CHALLENGE: Please arrange the stretch of material from the line containing "Target: black carriage body" through the line containing "246L253 178L131 207L0" as a numbered list, leaving out any blank lines and nothing else.
= = = = =
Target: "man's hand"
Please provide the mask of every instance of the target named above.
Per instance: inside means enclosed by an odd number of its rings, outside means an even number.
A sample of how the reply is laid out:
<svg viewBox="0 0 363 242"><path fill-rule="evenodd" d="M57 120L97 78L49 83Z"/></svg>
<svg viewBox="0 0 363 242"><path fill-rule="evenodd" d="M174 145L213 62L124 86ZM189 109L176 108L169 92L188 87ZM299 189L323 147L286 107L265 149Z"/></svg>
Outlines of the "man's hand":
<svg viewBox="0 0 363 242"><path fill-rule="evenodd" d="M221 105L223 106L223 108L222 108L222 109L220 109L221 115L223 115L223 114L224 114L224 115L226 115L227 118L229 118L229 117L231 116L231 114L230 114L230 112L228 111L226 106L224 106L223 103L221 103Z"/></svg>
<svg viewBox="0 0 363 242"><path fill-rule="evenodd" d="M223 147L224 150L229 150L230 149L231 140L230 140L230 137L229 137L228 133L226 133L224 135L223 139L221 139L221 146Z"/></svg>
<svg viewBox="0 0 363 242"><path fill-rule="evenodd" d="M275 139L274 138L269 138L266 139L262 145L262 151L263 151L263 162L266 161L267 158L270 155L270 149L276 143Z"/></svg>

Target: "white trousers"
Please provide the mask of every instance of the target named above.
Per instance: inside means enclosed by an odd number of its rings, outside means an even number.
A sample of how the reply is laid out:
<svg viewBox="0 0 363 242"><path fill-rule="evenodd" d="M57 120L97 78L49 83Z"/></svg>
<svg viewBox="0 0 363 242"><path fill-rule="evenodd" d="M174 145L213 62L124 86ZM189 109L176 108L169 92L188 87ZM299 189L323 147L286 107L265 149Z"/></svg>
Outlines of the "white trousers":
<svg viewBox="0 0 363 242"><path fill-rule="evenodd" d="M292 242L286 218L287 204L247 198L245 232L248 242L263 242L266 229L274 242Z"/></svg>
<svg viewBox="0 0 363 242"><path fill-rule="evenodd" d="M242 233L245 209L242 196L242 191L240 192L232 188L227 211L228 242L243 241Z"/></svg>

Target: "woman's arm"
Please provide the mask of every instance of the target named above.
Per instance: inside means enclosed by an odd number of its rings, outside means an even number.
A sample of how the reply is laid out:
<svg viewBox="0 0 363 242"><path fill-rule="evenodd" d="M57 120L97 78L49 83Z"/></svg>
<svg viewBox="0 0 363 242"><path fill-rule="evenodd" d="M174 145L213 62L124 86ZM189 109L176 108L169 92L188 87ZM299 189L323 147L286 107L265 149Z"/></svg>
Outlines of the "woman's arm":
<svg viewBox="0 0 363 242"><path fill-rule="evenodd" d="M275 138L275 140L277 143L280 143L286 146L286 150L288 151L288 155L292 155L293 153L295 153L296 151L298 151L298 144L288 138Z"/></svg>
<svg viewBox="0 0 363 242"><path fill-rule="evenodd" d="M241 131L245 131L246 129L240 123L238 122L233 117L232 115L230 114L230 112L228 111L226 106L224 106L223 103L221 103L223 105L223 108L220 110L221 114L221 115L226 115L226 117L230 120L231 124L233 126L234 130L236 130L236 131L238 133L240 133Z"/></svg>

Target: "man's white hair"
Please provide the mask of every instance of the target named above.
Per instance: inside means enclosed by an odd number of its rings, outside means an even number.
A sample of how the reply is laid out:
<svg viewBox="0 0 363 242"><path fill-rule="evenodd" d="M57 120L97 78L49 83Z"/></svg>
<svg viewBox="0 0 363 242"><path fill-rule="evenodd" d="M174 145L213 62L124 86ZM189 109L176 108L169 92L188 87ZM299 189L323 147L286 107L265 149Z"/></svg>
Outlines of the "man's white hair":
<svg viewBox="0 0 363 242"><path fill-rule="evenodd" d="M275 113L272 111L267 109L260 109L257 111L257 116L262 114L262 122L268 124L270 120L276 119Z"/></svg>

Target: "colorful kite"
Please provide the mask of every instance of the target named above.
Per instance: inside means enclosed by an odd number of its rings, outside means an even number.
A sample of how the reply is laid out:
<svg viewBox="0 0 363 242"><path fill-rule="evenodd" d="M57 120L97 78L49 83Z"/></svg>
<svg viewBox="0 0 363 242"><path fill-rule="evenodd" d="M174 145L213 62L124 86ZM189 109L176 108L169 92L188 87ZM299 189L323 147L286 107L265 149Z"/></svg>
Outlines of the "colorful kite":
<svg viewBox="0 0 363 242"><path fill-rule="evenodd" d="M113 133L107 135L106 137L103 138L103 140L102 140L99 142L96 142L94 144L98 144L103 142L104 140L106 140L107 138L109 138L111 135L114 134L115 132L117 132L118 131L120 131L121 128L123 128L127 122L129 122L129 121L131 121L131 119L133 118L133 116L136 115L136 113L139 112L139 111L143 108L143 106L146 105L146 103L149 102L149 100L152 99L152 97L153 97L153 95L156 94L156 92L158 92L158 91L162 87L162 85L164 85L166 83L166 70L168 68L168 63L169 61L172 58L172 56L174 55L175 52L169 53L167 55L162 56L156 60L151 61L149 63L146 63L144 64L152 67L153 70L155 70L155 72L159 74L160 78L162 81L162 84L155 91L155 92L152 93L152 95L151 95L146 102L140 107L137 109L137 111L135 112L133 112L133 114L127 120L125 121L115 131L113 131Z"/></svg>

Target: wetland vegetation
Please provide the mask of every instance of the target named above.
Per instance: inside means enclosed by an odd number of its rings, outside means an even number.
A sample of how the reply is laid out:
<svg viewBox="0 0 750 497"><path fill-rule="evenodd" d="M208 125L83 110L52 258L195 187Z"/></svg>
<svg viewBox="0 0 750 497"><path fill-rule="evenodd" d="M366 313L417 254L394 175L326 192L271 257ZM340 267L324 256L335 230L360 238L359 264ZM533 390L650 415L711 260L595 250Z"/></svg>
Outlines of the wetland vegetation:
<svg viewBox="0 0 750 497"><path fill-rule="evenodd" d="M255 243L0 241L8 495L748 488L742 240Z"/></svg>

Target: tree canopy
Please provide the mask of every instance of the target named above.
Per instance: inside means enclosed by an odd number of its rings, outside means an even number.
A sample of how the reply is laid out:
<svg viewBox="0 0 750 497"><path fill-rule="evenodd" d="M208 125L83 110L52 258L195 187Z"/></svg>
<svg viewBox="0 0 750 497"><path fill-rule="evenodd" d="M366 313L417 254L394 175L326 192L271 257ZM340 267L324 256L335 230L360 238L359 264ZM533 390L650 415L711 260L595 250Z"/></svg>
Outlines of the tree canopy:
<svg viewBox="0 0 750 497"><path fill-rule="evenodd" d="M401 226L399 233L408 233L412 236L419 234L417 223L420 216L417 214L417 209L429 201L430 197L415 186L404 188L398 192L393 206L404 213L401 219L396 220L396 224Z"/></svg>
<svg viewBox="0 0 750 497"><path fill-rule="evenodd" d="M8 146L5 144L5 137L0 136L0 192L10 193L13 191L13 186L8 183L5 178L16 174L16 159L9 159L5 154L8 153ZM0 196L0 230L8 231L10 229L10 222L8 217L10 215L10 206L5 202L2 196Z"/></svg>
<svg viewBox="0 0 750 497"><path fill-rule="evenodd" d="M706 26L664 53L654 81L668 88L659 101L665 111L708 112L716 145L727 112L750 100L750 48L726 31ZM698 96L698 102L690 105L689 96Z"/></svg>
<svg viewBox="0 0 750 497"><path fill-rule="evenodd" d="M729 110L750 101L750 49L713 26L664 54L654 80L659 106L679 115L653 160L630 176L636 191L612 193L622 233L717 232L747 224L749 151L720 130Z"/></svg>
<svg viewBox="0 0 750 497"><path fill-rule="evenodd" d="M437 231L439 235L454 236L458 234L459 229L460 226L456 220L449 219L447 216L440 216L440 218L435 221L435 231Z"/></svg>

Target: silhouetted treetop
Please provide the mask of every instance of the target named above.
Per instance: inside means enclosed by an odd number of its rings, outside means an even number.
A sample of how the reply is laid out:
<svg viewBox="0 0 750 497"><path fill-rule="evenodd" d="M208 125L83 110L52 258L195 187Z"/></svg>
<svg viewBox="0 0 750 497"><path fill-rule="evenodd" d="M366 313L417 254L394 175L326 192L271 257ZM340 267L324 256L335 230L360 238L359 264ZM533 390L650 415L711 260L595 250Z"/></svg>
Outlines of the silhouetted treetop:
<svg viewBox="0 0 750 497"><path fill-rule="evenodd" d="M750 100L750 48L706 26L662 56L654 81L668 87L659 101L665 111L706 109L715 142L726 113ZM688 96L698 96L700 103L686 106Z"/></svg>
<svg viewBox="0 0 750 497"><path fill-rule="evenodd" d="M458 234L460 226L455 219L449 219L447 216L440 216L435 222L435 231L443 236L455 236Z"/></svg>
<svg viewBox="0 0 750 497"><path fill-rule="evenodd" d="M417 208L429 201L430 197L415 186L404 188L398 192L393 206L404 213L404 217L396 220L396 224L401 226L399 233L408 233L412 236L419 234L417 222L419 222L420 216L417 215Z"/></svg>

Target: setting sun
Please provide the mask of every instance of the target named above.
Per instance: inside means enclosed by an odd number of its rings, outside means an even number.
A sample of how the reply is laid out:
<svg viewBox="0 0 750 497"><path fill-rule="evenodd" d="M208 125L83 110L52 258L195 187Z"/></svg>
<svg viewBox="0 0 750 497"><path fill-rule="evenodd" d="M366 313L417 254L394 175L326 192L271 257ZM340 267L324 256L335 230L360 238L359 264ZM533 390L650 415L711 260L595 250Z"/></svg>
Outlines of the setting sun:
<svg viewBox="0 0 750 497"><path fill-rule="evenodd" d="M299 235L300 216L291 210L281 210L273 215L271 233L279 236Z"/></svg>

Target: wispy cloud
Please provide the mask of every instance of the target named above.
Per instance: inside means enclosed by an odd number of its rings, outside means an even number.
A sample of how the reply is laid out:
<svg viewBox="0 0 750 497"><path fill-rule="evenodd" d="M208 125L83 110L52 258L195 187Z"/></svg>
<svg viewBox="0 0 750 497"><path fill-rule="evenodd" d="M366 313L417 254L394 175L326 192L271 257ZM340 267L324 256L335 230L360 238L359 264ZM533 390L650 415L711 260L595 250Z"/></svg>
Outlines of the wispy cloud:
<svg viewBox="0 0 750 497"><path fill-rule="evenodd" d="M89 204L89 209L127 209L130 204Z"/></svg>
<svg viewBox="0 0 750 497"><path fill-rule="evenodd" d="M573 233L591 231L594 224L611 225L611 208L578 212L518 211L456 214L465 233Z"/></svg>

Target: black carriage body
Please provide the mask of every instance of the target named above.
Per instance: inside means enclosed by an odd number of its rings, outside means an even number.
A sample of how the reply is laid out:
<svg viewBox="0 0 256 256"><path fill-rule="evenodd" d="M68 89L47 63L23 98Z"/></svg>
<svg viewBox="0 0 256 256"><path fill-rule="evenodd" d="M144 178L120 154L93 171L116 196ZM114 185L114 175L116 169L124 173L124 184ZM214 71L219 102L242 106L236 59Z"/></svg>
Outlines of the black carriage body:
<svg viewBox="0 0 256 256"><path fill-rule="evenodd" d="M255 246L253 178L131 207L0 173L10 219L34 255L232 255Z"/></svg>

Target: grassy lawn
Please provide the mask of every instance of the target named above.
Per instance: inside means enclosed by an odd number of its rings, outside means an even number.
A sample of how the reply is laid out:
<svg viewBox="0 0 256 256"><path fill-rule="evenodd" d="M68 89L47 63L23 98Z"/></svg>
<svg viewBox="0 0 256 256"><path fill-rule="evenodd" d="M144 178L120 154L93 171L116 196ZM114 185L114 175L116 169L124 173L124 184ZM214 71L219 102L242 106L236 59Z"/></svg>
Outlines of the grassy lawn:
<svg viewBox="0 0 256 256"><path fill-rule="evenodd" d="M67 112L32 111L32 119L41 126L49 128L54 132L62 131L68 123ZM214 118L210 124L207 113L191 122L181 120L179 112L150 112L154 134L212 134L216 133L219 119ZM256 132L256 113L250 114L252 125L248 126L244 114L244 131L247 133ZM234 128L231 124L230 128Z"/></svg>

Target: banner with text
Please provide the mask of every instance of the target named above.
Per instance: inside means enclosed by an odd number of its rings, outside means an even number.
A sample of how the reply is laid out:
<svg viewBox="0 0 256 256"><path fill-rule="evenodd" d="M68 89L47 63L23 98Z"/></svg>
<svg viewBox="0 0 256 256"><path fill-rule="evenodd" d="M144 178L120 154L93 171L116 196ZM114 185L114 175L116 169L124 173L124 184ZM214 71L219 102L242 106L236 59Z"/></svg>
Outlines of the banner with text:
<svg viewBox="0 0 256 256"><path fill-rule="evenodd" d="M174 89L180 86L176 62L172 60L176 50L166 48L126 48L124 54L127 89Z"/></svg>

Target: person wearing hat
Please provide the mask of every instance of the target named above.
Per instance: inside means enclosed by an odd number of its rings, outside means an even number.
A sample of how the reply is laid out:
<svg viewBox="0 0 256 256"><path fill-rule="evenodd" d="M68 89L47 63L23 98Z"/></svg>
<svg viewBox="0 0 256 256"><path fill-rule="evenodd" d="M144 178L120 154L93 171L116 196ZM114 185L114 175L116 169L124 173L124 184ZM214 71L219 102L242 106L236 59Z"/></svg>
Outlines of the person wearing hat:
= = = = =
OUTPUT OF THE TASK:
1. Target: black carriage body
2. Please provide the mask of every instance of the target named above.
3. Per instance: inside means enclosed by an odd number of its rings, outside means an even number.
4. A sample of how the reply is laid out:
5. <svg viewBox="0 0 256 256"><path fill-rule="evenodd" d="M68 89L47 63L23 98Z"/></svg>
6. <svg viewBox="0 0 256 256"><path fill-rule="evenodd" d="M144 178L120 154L93 171L116 196ZM114 185L114 175L116 169L124 173L124 184ZM214 71L219 102L242 106L236 59Z"/></svg>
7. Outlines of the black carriage body:
8. <svg viewBox="0 0 256 256"><path fill-rule="evenodd" d="M255 246L253 178L131 207L0 173L10 219L34 255L232 255Z"/></svg>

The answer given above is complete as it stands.